[Stored data]
################
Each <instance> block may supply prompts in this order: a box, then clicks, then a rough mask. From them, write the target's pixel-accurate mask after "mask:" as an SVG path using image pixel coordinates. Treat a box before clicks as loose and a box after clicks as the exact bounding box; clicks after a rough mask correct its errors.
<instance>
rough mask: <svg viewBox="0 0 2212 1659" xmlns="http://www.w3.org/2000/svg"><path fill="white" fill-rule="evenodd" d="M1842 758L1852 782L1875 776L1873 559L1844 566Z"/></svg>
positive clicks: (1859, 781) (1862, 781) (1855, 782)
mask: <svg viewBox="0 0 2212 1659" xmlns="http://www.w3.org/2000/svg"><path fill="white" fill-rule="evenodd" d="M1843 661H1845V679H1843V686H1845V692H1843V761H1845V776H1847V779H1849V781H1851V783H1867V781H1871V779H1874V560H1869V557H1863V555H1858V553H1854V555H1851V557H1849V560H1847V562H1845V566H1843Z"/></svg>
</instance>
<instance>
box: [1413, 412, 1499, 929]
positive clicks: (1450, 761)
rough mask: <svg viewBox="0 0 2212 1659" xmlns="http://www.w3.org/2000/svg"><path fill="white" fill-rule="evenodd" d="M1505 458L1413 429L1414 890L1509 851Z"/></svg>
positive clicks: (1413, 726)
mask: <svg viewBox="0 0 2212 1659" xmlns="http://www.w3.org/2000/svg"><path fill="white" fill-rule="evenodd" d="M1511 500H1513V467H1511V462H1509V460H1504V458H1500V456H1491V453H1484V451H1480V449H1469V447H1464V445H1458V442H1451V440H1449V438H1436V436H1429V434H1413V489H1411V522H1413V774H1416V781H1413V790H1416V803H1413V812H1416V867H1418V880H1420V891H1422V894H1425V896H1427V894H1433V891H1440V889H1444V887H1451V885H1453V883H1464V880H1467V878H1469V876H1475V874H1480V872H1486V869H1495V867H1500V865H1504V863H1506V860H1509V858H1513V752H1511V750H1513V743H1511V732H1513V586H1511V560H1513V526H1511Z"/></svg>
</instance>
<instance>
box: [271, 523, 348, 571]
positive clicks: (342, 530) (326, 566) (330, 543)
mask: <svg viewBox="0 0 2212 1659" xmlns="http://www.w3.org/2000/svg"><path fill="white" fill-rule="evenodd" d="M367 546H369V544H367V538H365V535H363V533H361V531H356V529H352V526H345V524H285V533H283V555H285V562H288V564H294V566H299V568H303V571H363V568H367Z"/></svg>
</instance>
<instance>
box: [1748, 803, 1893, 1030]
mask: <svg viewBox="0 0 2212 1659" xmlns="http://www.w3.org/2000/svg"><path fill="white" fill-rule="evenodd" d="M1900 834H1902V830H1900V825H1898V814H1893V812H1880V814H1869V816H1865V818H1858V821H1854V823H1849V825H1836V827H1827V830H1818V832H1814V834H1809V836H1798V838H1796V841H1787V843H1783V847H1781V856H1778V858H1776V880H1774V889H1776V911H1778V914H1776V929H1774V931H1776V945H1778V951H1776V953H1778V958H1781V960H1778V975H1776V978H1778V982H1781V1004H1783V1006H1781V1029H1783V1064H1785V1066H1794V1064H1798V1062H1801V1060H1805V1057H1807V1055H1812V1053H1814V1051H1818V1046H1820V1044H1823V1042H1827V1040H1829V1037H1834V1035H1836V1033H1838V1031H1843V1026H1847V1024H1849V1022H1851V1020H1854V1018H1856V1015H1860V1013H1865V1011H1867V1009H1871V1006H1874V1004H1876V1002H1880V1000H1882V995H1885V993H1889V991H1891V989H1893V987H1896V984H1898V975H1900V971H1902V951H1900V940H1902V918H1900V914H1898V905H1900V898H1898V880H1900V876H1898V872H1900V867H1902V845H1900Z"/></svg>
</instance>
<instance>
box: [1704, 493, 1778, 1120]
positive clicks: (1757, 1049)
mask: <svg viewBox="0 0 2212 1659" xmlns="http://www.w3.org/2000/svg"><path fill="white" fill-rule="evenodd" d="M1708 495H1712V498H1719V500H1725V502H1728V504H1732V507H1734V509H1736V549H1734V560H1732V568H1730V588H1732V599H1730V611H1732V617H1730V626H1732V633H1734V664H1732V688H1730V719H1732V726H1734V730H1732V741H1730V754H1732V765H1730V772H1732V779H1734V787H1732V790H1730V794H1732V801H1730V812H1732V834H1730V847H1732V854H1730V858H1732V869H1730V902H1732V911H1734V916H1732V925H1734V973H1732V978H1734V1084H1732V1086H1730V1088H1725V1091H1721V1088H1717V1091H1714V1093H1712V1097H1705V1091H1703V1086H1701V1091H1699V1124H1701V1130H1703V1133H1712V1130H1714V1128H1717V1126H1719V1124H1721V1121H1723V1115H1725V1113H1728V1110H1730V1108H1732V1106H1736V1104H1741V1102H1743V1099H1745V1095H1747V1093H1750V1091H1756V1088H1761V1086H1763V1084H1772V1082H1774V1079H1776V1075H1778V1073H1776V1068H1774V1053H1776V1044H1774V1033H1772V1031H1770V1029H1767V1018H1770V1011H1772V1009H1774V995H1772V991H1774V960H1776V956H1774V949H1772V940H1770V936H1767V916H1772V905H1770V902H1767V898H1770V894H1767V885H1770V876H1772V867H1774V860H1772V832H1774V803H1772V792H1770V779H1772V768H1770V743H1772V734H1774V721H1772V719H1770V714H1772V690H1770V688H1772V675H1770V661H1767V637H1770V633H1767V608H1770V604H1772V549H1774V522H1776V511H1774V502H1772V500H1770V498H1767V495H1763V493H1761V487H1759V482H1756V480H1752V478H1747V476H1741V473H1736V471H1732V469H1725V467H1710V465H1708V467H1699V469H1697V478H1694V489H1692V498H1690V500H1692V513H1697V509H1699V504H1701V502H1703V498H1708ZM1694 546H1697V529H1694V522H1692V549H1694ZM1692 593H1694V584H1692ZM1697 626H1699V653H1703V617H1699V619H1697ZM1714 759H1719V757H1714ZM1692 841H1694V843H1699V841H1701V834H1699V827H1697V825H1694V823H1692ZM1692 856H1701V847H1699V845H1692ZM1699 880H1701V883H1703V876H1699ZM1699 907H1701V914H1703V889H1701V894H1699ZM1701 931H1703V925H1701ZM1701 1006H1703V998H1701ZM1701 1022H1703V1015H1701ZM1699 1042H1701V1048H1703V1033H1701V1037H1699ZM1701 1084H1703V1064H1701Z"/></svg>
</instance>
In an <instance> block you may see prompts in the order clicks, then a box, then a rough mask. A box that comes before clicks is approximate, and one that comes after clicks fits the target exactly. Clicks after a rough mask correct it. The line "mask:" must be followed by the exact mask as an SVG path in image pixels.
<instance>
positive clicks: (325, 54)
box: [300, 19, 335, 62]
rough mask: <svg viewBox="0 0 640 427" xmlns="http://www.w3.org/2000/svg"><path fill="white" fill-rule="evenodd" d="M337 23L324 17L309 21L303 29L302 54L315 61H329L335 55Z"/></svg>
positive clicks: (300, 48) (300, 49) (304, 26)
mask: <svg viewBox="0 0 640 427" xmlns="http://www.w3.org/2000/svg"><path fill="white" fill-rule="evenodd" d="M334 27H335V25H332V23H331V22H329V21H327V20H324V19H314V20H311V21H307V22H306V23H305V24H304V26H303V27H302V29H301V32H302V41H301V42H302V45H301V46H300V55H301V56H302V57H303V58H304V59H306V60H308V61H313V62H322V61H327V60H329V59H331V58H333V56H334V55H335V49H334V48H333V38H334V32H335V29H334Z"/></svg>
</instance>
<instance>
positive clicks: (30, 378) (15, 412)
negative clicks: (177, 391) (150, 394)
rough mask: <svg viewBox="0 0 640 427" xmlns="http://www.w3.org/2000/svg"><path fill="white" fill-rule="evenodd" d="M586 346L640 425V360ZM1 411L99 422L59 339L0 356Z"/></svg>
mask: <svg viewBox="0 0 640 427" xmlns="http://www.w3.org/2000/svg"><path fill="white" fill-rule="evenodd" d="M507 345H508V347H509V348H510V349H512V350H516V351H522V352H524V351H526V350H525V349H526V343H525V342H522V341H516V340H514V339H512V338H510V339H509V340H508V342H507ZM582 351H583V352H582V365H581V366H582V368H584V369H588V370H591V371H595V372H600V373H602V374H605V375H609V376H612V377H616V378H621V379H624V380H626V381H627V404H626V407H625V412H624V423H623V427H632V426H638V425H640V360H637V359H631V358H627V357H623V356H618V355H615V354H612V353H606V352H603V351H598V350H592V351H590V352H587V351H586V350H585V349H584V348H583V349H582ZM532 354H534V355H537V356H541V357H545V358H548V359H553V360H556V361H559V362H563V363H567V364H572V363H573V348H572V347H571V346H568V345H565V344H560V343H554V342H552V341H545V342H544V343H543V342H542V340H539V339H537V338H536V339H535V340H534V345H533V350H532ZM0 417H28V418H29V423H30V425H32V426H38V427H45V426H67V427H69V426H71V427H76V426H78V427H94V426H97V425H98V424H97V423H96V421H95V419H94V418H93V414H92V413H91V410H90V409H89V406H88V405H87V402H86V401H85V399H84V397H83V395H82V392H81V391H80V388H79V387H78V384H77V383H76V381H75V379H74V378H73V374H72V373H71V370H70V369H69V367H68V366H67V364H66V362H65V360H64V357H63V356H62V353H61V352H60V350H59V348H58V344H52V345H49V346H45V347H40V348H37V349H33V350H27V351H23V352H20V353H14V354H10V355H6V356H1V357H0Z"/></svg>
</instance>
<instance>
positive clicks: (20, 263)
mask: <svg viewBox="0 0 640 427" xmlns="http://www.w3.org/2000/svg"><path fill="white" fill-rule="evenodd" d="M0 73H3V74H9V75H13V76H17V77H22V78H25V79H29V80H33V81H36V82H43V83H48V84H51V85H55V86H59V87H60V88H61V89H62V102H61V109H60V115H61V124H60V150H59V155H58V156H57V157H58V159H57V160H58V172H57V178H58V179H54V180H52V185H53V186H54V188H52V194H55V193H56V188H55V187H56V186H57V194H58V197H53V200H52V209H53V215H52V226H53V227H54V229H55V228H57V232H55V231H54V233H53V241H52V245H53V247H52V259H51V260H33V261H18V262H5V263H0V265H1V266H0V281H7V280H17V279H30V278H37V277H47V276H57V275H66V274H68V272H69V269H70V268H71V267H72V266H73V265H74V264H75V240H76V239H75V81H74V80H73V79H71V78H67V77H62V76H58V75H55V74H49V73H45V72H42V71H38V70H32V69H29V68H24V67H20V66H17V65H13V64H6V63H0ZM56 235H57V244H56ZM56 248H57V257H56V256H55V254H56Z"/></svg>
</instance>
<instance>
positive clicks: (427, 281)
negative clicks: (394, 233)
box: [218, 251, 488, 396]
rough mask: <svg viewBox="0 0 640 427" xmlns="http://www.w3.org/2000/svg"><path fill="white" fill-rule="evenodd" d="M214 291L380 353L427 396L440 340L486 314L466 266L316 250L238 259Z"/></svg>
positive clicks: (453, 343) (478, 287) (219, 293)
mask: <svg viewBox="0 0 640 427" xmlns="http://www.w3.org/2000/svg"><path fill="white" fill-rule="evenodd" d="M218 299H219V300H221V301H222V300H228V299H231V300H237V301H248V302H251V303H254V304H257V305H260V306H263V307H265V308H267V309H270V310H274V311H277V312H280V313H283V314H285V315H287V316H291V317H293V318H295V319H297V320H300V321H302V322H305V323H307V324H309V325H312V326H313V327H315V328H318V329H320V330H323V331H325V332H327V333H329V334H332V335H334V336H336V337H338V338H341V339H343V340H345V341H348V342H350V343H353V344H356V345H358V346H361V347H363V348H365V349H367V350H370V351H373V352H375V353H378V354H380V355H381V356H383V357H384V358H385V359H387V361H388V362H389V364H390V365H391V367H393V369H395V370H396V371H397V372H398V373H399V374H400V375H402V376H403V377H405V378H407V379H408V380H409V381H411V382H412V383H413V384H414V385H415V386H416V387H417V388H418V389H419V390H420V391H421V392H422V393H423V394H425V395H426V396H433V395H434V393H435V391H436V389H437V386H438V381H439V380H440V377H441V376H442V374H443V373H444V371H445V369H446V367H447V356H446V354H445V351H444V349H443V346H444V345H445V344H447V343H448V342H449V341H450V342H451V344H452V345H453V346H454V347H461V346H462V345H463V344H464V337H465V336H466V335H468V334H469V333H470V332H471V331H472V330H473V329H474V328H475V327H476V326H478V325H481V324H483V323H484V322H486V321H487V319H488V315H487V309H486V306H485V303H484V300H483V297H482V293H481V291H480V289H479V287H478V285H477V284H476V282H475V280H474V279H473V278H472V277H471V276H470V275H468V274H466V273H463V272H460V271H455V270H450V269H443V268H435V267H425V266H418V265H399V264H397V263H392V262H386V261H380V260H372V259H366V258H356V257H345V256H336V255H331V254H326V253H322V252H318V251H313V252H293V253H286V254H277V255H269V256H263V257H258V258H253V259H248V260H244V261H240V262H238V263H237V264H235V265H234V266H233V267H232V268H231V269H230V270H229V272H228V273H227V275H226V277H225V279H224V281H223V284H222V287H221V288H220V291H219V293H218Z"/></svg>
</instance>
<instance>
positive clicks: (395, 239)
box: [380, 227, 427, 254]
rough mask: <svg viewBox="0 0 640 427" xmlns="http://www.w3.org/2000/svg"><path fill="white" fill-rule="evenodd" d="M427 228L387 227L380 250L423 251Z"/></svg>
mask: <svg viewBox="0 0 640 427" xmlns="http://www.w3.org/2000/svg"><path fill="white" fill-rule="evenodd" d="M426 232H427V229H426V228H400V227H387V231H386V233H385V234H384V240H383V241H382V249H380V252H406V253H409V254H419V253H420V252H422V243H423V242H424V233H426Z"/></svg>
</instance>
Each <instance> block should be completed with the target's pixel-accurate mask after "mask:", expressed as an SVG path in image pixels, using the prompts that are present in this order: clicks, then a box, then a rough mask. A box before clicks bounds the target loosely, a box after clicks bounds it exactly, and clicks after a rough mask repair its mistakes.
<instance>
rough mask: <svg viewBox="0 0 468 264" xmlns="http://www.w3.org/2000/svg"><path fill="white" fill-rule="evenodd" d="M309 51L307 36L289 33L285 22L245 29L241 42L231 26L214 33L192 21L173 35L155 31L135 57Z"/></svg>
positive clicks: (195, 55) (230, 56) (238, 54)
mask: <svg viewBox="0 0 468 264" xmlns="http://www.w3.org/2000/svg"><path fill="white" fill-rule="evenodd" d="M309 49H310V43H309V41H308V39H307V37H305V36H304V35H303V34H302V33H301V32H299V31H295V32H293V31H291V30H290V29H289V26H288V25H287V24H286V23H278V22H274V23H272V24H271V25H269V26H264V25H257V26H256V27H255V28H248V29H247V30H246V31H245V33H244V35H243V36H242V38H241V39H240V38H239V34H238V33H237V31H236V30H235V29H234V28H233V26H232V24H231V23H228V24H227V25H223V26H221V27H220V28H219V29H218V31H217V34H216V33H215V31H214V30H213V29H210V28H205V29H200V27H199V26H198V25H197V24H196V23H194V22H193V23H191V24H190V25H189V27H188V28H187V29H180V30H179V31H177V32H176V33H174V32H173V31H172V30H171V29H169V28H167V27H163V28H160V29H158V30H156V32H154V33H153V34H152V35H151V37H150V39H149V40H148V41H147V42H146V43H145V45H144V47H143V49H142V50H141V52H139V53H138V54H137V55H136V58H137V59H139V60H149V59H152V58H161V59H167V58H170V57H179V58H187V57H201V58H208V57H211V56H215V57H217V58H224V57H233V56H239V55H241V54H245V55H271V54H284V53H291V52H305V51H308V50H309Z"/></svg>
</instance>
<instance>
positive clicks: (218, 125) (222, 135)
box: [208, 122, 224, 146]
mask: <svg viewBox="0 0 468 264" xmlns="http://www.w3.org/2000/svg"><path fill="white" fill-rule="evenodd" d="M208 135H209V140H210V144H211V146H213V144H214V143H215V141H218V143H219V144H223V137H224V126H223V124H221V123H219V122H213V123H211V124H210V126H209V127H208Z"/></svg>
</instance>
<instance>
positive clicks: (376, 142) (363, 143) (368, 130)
################
• **Instructions for the task**
Copy the material word for word from its first line through the line that contains "positive clicks: (1859, 781)", including both of those lines.

• **Result of this exercise**
Each <instance> block may supply prompts in this order: a box, then clicks, then a rough mask. From them, write the target's pixel-accurate mask after "mask:" as an SVG path using image pixel coordinates. Treat a box before clicks as loose and a box after clicks as the exact bounding box; clicks after a rough mask correct its errors.
<instance>
rough mask: <svg viewBox="0 0 2212 1659" xmlns="http://www.w3.org/2000/svg"><path fill="white" fill-rule="evenodd" d="M1842 758L1852 782L1875 776L1873 559L1844 566Z"/></svg>
positive clicks: (1859, 781) (1862, 781) (1855, 782)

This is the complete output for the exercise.